* **ACTIVITY**:
Start at the line with "box: [150, 414, 236, 504]" in the records below, stop at the line with "box: [123, 102, 318, 559]", and return every line in that span exactly, the two end lines included.

* **Saved entries**:
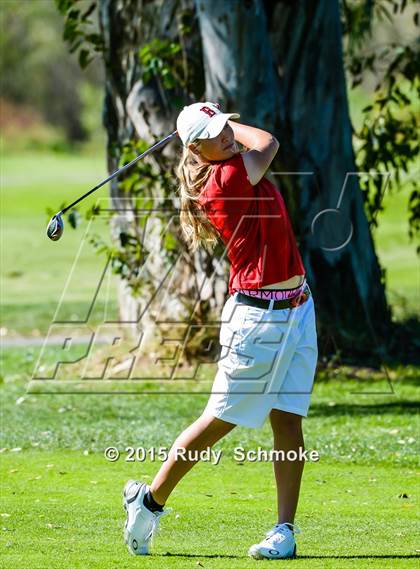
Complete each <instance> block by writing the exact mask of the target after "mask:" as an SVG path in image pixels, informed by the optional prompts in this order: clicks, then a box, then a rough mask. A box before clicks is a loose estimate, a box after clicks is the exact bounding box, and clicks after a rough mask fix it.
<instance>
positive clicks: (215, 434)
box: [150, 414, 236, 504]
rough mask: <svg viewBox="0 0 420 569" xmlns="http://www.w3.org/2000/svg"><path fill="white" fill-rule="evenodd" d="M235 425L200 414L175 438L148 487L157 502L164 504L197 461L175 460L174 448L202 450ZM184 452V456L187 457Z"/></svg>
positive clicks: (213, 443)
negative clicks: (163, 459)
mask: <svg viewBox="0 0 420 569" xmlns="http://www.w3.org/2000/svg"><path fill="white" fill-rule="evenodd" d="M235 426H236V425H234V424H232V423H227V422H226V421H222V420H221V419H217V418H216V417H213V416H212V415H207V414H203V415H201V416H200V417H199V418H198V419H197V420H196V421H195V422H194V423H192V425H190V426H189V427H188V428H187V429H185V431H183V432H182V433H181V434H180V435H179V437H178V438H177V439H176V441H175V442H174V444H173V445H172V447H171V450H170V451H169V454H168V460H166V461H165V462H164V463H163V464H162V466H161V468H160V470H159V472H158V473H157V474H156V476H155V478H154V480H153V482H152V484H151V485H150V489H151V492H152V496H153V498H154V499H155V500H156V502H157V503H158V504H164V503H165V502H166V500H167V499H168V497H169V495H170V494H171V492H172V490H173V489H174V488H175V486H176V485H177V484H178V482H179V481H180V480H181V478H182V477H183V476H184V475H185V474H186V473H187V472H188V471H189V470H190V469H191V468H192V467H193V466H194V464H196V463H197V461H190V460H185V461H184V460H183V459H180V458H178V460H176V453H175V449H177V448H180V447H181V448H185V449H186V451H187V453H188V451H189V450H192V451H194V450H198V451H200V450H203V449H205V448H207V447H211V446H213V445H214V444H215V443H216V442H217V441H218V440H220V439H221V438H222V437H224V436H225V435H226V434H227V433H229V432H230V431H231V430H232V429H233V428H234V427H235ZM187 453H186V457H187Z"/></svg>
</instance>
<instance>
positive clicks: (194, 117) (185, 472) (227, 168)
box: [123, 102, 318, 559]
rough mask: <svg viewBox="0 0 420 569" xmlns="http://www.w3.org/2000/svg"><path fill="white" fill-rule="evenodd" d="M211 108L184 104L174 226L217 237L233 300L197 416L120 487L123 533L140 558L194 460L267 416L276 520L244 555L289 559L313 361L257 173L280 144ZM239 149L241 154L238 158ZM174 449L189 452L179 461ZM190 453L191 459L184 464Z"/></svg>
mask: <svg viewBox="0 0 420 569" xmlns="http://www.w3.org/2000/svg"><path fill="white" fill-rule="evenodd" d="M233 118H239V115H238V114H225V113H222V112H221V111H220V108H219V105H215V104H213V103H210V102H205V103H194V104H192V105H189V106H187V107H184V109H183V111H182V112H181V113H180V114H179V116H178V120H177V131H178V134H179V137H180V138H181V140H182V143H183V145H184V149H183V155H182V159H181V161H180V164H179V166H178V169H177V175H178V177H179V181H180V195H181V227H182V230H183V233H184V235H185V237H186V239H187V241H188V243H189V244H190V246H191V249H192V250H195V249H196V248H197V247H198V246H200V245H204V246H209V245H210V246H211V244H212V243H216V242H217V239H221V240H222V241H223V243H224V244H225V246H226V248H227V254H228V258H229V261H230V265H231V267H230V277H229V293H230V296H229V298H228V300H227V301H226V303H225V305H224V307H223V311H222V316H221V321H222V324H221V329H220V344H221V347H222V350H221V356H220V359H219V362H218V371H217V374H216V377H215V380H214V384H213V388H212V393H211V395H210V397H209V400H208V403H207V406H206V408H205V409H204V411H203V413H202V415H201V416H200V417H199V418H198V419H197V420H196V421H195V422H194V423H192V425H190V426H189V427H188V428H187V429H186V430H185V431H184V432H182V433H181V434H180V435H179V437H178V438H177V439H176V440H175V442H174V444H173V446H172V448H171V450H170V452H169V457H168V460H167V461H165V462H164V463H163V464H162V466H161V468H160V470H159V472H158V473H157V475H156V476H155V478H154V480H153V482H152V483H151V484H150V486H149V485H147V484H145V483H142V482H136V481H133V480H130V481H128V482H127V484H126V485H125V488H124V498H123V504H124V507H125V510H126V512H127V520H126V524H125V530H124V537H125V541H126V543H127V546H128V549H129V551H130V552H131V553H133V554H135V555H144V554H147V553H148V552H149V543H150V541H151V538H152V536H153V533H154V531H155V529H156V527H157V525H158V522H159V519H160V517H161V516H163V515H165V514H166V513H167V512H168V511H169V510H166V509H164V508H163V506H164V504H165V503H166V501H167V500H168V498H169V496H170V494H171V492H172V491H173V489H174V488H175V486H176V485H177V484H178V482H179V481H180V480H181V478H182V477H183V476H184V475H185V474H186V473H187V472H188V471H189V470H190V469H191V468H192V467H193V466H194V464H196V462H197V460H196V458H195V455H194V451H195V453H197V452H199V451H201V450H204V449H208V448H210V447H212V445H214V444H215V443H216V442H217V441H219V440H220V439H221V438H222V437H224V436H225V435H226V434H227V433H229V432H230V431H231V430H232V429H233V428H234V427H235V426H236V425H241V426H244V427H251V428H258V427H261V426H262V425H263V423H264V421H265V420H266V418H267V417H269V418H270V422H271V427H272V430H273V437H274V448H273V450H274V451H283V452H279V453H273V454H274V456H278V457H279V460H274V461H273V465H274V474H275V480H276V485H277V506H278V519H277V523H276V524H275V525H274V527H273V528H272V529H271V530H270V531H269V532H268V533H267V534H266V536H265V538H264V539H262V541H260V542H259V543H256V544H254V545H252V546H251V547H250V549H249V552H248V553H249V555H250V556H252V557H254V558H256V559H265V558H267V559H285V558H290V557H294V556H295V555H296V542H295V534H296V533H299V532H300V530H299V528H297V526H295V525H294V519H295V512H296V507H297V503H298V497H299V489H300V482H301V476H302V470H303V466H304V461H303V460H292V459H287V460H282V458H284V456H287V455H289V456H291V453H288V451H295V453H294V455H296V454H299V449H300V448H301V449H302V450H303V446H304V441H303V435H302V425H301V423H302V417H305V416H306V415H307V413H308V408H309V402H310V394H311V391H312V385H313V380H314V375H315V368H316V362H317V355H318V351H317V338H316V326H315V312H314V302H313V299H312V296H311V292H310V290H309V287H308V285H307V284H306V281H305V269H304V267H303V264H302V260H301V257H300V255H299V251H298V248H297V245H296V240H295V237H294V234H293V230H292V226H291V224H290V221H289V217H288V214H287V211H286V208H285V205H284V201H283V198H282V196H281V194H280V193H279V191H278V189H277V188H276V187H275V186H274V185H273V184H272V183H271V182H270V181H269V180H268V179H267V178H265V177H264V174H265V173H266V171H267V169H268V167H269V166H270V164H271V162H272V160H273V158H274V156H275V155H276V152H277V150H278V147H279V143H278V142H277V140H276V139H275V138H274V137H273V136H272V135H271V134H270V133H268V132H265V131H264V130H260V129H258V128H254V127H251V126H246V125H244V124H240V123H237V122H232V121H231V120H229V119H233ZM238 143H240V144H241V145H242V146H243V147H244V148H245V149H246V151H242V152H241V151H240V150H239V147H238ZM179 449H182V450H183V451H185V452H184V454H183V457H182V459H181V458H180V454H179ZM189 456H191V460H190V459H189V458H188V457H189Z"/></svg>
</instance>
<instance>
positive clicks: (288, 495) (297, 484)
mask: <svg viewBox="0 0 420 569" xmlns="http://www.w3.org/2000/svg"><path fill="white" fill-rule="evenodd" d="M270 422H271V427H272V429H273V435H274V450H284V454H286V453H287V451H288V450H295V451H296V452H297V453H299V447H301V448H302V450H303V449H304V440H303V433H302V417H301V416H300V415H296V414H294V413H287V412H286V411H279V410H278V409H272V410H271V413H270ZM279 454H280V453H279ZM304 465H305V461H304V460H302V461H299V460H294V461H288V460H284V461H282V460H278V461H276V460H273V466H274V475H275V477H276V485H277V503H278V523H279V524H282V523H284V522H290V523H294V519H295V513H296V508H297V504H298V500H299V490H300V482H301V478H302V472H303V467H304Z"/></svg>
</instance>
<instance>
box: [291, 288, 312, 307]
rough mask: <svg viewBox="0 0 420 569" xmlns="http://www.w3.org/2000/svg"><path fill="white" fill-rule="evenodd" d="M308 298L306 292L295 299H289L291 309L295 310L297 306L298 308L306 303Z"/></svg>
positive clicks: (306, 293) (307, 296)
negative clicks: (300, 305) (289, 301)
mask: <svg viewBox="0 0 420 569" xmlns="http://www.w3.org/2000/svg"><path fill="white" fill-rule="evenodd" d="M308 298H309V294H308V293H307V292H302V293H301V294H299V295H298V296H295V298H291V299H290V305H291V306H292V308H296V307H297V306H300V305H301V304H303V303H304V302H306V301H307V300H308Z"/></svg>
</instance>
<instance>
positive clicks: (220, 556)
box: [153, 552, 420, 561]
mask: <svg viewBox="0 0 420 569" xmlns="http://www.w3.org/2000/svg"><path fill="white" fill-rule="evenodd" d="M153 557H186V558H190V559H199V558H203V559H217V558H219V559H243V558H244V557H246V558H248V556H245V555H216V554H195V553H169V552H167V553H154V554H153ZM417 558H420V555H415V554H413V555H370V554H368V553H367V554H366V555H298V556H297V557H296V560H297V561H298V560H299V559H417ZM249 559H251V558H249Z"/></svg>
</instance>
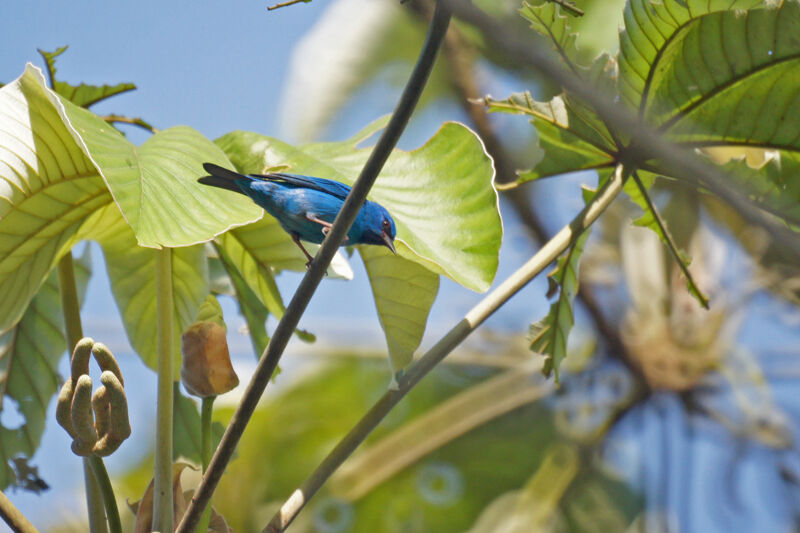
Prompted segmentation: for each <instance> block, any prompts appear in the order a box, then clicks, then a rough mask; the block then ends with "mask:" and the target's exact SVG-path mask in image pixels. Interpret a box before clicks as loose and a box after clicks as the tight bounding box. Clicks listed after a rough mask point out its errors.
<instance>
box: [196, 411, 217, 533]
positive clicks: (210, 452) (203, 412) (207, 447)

---

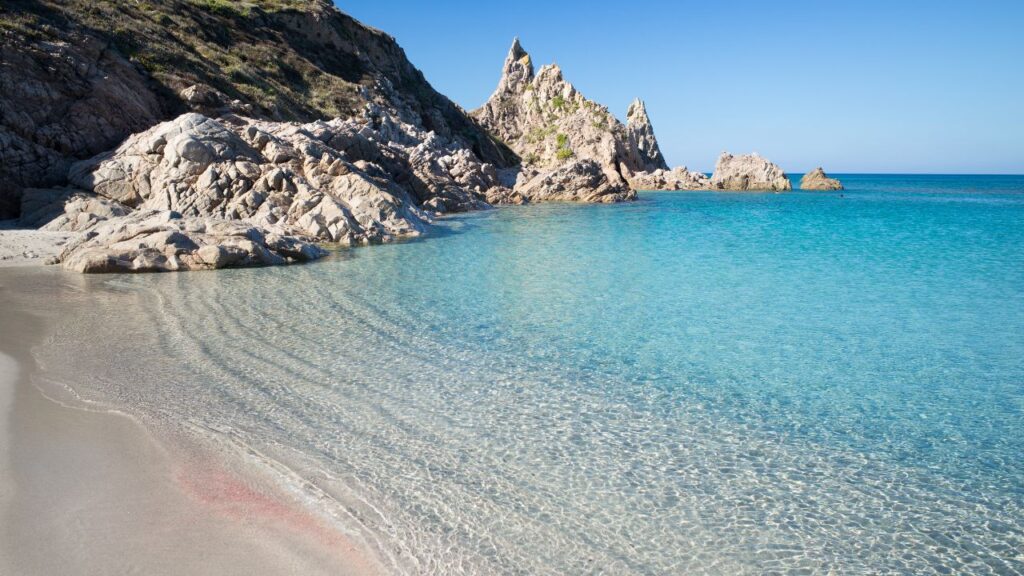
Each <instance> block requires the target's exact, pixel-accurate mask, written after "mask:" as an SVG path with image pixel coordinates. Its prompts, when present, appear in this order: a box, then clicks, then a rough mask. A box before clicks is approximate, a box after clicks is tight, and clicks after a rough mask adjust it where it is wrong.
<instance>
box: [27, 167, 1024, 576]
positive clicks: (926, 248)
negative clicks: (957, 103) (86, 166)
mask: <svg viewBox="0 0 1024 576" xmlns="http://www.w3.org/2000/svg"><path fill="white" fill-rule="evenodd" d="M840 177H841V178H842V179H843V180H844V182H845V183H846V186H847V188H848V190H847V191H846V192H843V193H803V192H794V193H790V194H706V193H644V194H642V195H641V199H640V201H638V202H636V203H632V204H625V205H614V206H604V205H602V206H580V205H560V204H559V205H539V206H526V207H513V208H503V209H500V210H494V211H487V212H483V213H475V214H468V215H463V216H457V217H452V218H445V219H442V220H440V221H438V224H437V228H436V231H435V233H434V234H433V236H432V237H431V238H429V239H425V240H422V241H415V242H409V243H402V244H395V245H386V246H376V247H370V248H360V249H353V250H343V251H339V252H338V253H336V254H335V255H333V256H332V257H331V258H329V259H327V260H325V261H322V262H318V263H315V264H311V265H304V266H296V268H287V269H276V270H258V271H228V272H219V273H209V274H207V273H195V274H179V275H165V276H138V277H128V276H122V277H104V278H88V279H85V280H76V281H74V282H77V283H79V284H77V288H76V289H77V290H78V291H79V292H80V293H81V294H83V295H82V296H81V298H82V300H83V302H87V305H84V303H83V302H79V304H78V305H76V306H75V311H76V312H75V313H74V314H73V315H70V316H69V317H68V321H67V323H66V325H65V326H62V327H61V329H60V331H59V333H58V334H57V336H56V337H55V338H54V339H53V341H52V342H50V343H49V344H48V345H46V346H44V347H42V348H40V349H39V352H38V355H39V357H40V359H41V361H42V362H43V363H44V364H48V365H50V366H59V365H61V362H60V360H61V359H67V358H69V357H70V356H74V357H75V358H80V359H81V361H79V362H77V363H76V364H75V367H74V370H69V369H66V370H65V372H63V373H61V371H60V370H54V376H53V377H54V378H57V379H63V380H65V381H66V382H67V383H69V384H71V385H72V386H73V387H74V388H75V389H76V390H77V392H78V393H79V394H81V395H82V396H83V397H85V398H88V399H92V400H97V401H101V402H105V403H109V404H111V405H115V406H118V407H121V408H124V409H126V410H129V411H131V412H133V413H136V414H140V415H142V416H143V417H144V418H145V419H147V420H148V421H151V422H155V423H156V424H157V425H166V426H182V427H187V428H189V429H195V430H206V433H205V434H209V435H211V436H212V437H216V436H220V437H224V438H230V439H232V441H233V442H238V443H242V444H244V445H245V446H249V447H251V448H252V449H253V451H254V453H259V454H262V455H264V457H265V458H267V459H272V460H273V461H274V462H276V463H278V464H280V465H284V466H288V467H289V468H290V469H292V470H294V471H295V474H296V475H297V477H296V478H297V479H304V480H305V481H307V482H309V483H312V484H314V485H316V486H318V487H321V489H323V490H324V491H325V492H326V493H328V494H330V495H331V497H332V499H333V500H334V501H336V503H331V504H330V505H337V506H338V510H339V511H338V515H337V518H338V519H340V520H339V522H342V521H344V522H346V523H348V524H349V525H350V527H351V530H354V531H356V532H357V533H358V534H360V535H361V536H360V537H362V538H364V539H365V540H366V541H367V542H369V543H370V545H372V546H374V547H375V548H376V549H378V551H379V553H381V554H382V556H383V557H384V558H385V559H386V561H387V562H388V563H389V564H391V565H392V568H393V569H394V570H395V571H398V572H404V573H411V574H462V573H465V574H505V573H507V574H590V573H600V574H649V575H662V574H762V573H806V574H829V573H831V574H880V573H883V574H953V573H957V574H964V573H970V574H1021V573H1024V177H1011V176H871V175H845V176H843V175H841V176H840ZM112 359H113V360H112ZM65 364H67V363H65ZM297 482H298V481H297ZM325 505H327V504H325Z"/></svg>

* **TASK SOLUTION**:
box: [150, 414, 236, 504]
rough mask: <svg viewBox="0 0 420 569" xmlns="http://www.w3.org/2000/svg"><path fill="white" fill-rule="evenodd" d="M235 425L200 414L175 438L148 487L157 502L164 504L197 461L175 460L174 448L202 450ZM184 452V456L187 457Z"/></svg>
positive clicks: (213, 443)
negative clicks: (163, 459)
mask: <svg viewBox="0 0 420 569" xmlns="http://www.w3.org/2000/svg"><path fill="white" fill-rule="evenodd" d="M235 426H236V425H234V424H232V423H227V422H226V421H222V420H221V419H217V418H216V417H213V416H212V415H207V414H203V415H201V416H200V417H199V418H198V419H197V420H196V421H195V422H194V423H192V425H190V426H189V427H188V428H187V429H185V431H183V432H182V433H181V434H180V435H179V437H178V438H177V439H176V441H175V442H174V444H173V445H172V447H171V450H170V451H169V454H168V460H166V461H165V462H164V463H163V464H162V466H161V468H160V470H159V472H158V473H157V474H156V476H155V478H154V480H153V482H152V484H151V485H150V489H151V492H152V496H153V498H154V499H155V500H156V502H157V503H158V504H164V503H165V502H166V500H167V499H168V497H169V495H170V494H171V492H172V490H173V489H174V488H175V486H176V485H177V484H178V482H179V481H180V480H181V478H182V477H183V476H184V475H185V474H186V473H187V472H188V471H189V470H190V469H191V468H192V467H193V466H194V464H196V463H197V461H190V460H185V461H184V460H183V459H180V458H178V460H176V453H175V449H177V448H180V447H181V448H185V449H186V451H187V453H188V451H189V450H192V451H194V450H198V451H200V450H203V449H205V448H207V447H211V446H213V445H214V444H215V443H216V442H217V441H218V440H220V439H221V438H222V437H224V436H225V435H226V434H227V433H229V432H230V431H231V430H232V429H233V428H234V427H235ZM187 453H186V457H187Z"/></svg>
</instance>
<instance>
positive clicks: (194, 117) (185, 472) (227, 168)
box: [123, 102, 318, 559]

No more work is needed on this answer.